*EXCERPT PROVIDED:*

· · · · ·

# kinds of pets you have owned



## Merlins mom (Jun 20, 2007)

In my childhood, the usual guinea pigs and hamsters. As an adult, cats, dogs and two iguanas! Oh and fish......do they count?


----------



## naderalmaleh (Dec 11, 2007)

I have had 1 hamster, 7 dogs (3 with me now), 2 cats, a fish tank with around 30 fish in it, 2 birds and one amazonian spider! Now only 3 dogs, 2 Goldens and 1 German Shepherd.. And a Rottie to come


----------



## Phoebe (Feb 8, 2006)

I had a parakeet when I was a kid, but that is the only other pet I've owned aside from my dogs...and one kitten that used to hang around my dad's business. My parents said I could bring him home if I found a home for him. I reluctantly found him a home...so I guess I had a kitten for about 2 weeks. Dogs I've had...three dachshunds, Heidi, Herbie and Jenny, one norgwegian elkhound, Scooter, my golden, Lucy, my two terriers and Phoebe...and approximately 50 rescue cairn terriers. 

Jan, Seamus, Gracie, Phoebe & Duke


----------



## Carsonsdaddy (Nov 1, 2006)

· · · · ·

Give the username of every poster in the pet-ownership thread, as shown in the post headings. The items are not needed for any of the work here.

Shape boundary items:
· · · · ·

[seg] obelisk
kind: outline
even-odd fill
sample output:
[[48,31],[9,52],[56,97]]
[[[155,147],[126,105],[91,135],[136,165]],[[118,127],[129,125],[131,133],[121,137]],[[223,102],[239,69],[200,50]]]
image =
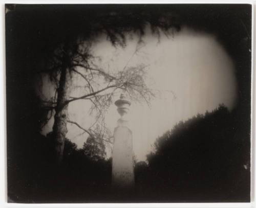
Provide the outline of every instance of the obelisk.
[[125,191],[131,190],[134,186],[133,135],[127,118],[131,102],[121,94],[115,104],[121,118],[117,121],[114,132],[112,187]]

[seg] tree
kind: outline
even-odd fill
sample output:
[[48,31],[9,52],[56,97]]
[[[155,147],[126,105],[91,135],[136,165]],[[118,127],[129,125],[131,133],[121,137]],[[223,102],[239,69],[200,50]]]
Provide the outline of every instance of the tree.
[[[119,45],[124,47],[125,34],[127,33],[138,32],[139,44],[142,41],[141,37],[146,25],[150,24],[152,32],[157,33],[159,38],[160,29],[167,33],[170,28],[174,27],[171,24],[169,13],[152,16],[142,13],[139,15],[139,22],[133,21],[128,24],[126,19],[128,14],[131,15],[130,13],[120,14],[109,11],[104,15],[96,15],[93,21],[86,22],[85,27],[87,28],[85,31],[74,30],[72,35],[58,40],[53,44],[55,47],[52,47],[48,53],[45,60],[47,63],[45,68],[39,72],[48,74],[56,86],[54,97],[43,101],[44,107],[51,112],[50,117],[43,123],[46,124],[54,115],[53,134],[56,159],[58,164],[62,159],[68,122],[83,129],[91,138],[100,137],[106,142],[111,142],[110,136],[104,138],[105,128],[103,128],[103,132],[98,132],[92,128],[85,129],[76,122],[69,121],[68,114],[69,103],[81,99],[90,101],[93,106],[92,109],[97,112],[96,123],[99,120],[103,122],[102,115],[112,103],[112,99],[116,90],[123,90],[132,100],[143,100],[147,103],[154,96],[144,81],[145,66],[142,64],[129,67],[126,64],[122,70],[110,73],[97,66],[95,62],[98,57],[91,51],[93,37],[98,34],[106,34],[114,46]],[[90,19],[92,20],[91,17]],[[126,24],[124,23],[124,20]],[[137,48],[135,53],[139,49]],[[85,94],[78,97],[71,97],[69,93],[74,74],[79,75],[85,81]],[[98,84],[99,81],[100,84]],[[101,136],[98,136],[99,134]]]

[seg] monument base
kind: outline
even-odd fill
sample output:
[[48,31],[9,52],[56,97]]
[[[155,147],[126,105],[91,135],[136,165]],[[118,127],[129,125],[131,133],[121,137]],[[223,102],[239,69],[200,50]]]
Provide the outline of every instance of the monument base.
[[119,125],[115,129],[114,137],[112,187],[128,191],[134,187],[132,131],[126,126]]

· · · · ·

*FINAL RESULT:*
Merlins mom, naderalmaleh, Phoebe, Carsonsdaddy